• [THE EXERCISE]
Return nothing but the lines from the line containing "Tell me exactly where the white" through the last line of the records, reproduced exactly.

• [SUPPLIED MATERIAL]
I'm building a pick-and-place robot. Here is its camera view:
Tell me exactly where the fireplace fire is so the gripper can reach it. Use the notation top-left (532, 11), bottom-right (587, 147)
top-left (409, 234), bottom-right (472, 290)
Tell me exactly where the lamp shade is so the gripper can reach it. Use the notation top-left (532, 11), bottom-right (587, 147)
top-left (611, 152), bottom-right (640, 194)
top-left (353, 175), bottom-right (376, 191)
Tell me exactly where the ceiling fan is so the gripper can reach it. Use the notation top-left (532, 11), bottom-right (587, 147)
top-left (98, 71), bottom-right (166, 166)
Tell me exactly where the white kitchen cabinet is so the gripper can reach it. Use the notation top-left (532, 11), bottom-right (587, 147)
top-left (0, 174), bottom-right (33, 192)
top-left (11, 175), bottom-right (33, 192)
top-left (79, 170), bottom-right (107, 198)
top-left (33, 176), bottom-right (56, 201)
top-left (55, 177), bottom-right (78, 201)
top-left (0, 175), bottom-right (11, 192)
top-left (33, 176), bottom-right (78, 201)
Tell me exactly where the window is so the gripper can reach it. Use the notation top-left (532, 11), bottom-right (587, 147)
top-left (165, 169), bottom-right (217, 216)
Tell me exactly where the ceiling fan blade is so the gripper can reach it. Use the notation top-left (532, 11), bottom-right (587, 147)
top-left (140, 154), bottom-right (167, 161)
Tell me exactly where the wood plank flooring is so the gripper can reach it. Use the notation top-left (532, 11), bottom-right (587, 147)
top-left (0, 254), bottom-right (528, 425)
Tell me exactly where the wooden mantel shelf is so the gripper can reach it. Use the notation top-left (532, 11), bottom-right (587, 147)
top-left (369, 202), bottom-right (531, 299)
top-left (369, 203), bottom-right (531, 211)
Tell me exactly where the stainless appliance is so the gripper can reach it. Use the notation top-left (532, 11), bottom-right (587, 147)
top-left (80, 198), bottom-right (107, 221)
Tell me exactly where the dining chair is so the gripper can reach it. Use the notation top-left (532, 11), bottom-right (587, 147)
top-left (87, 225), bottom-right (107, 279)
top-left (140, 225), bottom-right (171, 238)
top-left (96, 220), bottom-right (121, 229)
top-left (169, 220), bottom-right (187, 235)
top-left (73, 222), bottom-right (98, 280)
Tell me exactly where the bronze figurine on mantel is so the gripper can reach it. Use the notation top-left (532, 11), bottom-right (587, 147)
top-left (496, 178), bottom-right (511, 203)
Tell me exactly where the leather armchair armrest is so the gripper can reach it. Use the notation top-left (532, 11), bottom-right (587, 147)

• [EXPECTED ANSWER]
Tell me exactly where the white kitchen cabinet is so the gripper can reach it. Use the notation top-left (532, 11), bottom-right (587, 147)
top-left (0, 174), bottom-right (33, 192)
top-left (11, 175), bottom-right (33, 192)
top-left (79, 170), bottom-right (107, 198)
top-left (33, 176), bottom-right (56, 201)
top-left (55, 177), bottom-right (78, 201)
top-left (0, 175), bottom-right (11, 192)
top-left (33, 176), bottom-right (78, 201)
Tell me exactly where the window is so the gripper can reach it. Use the notation top-left (532, 11), bottom-right (587, 147)
top-left (165, 169), bottom-right (217, 216)
Tell me exactly where the ceiling fan blade is so the gripper can reach it. Use the notation top-left (532, 11), bottom-right (587, 147)
top-left (140, 154), bottom-right (167, 161)
Tell me exactly where the wood plank flooring is so the gripper can reach it. Use the notation top-left (532, 11), bottom-right (587, 147)
top-left (0, 254), bottom-right (528, 425)
Tell me exactly where the wooden mantel shelf is so the gripper can reach it. Use the notation top-left (532, 11), bottom-right (587, 147)
top-left (369, 202), bottom-right (531, 299)
top-left (369, 203), bottom-right (531, 211)
Tell me exactly where the stainless appliance is so the gripper can reach it. Use the notation top-left (532, 11), bottom-right (587, 147)
top-left (80, 198), bottom-right (107, 221)
Tell me exactly where the dining chair is so the gripper can reach it. Use the notation top-left (532, 11), bottom-right (587, 147)
top-left (87, 225), bottom-right (107, 279)
top-left (140, 225), bottom-right (171, 238)
top-left (96, 220), bottom-right (121, 229)
top-left (169, 220), bottom-right (187, 235)
top-left (73, 222), bottom-right (98, 280)
Tell me exactly where the bronze figurine on mantel is so the gripper can reach it. Use the notation top-left (532, 11), bottom-right (587, 147)
top-left (496, 178), bottom-right (511, 203)
Tell me exactly where the leather armchair armrest is so the gripper can reach it. Use the notation top-left (532, 11), bottom-right (587, 147)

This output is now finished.